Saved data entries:
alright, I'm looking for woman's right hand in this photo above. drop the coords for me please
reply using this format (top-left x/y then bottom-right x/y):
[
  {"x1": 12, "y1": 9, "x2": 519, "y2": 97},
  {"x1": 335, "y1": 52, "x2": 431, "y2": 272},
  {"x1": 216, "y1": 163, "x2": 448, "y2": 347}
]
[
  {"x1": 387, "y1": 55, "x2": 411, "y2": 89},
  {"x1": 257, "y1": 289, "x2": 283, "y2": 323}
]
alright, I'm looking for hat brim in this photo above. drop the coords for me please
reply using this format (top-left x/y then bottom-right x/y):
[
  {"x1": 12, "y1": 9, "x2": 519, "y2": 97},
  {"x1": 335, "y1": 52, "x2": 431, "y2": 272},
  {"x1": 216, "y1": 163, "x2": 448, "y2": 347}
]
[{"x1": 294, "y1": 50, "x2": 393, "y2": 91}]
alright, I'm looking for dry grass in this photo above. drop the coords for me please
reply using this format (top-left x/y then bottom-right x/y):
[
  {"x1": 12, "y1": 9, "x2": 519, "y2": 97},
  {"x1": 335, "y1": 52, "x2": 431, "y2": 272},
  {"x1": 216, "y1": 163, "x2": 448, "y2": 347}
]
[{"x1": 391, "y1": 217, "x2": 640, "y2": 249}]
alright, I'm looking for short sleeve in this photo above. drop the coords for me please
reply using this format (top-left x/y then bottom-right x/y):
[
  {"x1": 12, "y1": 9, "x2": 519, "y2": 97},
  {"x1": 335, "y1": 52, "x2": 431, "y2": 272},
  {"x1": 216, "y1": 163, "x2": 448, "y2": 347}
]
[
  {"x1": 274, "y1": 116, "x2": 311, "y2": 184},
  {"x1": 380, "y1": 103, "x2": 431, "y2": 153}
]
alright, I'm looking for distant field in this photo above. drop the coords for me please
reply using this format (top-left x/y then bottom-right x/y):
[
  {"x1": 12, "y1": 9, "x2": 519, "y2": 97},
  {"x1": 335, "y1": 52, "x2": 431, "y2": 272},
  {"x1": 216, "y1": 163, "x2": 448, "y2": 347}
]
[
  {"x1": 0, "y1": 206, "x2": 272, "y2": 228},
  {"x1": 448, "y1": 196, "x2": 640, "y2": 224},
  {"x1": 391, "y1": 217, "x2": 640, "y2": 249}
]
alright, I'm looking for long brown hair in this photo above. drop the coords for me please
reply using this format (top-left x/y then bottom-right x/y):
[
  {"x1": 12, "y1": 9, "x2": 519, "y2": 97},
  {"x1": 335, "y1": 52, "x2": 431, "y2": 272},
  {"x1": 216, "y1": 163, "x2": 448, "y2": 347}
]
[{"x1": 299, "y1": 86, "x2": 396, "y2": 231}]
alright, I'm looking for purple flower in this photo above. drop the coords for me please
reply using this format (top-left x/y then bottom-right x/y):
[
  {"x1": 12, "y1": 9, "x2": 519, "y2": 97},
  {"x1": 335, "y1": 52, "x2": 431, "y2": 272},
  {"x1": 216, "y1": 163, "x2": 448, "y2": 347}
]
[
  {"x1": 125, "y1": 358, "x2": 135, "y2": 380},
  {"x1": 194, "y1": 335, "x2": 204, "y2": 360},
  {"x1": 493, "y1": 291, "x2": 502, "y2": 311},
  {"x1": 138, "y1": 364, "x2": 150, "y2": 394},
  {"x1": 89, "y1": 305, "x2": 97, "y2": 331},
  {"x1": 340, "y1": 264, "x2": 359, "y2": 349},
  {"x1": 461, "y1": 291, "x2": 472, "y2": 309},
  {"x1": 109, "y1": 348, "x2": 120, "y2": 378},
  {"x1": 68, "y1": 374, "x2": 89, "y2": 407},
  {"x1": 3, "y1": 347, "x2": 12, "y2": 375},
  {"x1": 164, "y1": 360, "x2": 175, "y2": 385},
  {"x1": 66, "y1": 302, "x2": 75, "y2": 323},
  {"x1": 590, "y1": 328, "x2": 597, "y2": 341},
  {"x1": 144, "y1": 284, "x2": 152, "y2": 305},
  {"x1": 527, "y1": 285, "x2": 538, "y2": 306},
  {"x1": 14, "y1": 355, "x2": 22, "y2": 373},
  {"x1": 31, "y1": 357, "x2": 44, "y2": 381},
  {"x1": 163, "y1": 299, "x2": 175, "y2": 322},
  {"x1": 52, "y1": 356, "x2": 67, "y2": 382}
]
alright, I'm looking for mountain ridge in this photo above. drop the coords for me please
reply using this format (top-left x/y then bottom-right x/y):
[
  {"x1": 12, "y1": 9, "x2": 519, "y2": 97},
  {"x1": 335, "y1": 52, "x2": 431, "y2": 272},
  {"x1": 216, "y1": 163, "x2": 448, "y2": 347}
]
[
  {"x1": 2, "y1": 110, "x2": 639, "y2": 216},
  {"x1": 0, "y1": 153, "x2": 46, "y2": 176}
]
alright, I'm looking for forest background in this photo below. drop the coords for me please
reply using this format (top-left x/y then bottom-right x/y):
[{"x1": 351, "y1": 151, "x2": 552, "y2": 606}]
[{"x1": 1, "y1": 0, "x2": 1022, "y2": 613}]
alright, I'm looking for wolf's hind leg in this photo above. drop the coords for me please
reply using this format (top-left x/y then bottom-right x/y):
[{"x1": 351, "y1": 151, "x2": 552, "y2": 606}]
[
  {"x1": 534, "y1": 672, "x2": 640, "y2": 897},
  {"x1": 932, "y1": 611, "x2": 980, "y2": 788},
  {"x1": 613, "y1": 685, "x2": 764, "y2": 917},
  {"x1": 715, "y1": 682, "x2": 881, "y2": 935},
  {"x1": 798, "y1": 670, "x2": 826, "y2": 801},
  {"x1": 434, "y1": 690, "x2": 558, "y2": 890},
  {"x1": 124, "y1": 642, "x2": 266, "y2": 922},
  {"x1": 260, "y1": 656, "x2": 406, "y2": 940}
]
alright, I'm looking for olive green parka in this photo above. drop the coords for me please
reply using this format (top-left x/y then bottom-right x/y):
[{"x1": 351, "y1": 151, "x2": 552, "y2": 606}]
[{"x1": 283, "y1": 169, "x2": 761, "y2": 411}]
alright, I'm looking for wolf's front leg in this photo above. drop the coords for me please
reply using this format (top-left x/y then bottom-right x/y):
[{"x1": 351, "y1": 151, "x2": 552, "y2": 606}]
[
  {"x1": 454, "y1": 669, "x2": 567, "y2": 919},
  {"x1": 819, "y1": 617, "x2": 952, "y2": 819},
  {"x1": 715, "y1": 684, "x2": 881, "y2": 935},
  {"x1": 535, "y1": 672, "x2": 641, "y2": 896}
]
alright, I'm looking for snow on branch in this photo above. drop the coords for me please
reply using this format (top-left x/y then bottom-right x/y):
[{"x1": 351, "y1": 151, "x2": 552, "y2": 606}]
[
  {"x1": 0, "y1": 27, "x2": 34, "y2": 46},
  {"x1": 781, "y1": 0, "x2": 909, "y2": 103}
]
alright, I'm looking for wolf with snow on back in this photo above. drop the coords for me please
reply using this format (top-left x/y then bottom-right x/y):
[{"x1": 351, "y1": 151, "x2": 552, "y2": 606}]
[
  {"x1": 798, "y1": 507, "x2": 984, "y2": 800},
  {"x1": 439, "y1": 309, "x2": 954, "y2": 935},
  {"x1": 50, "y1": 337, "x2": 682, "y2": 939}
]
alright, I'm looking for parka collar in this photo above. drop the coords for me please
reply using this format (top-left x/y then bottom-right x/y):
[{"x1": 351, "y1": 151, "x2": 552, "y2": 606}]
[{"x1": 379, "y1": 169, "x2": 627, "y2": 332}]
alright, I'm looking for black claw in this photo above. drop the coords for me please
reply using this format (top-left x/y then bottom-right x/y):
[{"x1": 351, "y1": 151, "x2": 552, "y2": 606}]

WHAT YOU NEED TO DO → Copy out each line of the records that holds the string "snow".

RESPONSE FOR THIS EXERCISE →
alright, I'm looking for snow on branch in this photo above. drop the coords for me please
alright, I'm looking for wolf with snow on back in this photo above. drop the coords for me please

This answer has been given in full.